INPUT RECORDS:
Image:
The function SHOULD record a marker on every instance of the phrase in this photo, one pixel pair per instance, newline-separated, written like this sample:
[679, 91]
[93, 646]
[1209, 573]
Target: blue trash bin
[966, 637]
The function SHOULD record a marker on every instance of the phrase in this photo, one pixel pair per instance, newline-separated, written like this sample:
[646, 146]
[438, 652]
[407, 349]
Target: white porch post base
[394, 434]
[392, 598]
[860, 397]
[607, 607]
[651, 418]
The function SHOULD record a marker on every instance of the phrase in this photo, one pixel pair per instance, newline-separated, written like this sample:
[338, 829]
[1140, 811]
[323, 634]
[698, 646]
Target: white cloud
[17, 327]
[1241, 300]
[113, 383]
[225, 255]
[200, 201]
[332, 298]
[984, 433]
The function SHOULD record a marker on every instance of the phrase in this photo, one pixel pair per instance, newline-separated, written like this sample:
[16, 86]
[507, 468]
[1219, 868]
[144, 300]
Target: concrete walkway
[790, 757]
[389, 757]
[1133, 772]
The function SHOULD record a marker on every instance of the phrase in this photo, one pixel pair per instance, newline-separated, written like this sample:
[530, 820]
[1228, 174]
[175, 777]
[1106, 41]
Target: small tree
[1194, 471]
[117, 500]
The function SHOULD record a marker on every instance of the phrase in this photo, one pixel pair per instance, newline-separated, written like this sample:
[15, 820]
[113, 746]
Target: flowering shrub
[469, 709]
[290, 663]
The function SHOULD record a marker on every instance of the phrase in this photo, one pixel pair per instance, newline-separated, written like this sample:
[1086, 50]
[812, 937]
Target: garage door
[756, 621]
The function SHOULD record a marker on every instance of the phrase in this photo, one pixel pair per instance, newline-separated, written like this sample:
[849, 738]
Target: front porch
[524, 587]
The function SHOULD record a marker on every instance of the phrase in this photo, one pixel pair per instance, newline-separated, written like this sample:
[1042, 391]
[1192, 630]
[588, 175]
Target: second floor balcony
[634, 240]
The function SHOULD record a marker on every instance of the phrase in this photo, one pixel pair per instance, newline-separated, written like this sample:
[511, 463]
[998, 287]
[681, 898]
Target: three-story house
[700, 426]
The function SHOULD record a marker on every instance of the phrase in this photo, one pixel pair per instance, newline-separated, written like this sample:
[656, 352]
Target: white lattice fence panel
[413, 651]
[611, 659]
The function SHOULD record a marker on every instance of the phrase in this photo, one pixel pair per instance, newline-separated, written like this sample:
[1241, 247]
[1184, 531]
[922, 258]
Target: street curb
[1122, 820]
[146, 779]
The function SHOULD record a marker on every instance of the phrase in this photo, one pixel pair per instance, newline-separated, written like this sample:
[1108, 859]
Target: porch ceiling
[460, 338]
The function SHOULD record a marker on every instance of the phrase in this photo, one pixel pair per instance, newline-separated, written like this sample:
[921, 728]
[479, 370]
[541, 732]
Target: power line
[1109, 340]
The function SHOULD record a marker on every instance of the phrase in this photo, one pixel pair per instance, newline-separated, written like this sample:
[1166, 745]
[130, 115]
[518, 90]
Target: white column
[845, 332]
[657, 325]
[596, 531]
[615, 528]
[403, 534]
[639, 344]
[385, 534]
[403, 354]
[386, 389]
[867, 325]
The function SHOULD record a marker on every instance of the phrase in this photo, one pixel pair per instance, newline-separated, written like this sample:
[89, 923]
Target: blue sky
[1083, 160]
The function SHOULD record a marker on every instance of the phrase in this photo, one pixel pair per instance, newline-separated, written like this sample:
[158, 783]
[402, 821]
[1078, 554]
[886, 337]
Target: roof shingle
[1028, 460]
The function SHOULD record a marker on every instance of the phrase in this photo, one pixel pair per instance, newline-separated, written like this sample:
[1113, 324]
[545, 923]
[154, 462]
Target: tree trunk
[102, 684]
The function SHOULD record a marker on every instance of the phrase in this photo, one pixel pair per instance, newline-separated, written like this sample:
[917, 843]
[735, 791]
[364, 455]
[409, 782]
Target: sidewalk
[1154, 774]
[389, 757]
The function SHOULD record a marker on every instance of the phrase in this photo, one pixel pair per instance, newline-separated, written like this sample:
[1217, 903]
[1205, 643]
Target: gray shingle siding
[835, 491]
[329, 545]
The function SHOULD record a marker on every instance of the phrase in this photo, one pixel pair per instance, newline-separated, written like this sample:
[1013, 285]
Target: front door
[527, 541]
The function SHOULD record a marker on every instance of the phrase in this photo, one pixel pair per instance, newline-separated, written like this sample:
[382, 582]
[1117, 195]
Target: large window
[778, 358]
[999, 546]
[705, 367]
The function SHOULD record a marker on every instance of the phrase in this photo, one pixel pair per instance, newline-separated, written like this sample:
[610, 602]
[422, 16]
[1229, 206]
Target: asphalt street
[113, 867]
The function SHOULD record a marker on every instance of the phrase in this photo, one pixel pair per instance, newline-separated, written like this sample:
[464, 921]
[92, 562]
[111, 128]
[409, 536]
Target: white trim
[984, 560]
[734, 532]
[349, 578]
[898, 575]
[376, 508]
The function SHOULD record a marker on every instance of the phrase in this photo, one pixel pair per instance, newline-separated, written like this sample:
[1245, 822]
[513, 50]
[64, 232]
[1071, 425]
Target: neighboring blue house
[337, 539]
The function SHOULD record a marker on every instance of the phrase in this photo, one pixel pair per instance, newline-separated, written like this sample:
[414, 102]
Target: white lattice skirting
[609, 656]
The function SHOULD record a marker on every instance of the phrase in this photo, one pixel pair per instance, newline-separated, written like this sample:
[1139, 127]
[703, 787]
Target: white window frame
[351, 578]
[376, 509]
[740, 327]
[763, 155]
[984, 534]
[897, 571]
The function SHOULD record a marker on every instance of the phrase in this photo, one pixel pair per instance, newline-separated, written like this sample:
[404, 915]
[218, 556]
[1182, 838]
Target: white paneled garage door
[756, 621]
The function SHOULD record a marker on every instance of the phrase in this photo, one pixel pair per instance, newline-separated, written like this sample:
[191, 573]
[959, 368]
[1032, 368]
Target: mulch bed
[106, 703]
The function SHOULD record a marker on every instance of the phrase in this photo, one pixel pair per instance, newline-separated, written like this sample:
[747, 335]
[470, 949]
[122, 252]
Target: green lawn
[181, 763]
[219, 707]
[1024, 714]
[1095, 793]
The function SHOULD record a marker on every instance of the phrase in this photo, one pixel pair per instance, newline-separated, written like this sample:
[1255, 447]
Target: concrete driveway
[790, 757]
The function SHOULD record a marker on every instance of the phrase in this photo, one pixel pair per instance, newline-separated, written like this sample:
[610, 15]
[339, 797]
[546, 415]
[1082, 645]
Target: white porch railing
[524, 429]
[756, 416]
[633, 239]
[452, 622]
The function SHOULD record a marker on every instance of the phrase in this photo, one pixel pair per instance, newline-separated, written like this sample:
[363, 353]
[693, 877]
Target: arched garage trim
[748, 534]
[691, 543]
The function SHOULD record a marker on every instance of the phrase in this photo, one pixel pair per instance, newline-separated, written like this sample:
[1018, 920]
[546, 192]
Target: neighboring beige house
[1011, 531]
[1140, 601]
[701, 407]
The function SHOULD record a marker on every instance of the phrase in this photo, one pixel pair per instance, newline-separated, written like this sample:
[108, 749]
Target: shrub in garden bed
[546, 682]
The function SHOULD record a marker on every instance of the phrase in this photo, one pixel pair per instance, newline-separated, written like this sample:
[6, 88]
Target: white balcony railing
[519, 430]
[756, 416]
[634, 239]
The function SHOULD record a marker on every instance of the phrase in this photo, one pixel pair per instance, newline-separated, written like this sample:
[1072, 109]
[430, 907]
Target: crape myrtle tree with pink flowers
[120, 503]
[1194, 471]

WHAT YOU SHOULD DO: Pick out every line of the items above that contains the word "concrete", and copy each one in full. Case counts.

EXPECTED ANSWER:
Target: concrete walkway
Target: concrete driveway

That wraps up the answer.